• Task to complete: Copy every entry exactly.

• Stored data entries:
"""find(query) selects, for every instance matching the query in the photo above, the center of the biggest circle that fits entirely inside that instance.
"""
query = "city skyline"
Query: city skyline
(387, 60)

• Response below:
"""find(query) selects, for every instance matching the query in the photo above, the center of the biggest circle that fits entirely inside that instance.
"""
query = "city skyline"
Query: city skyline
(387, 60)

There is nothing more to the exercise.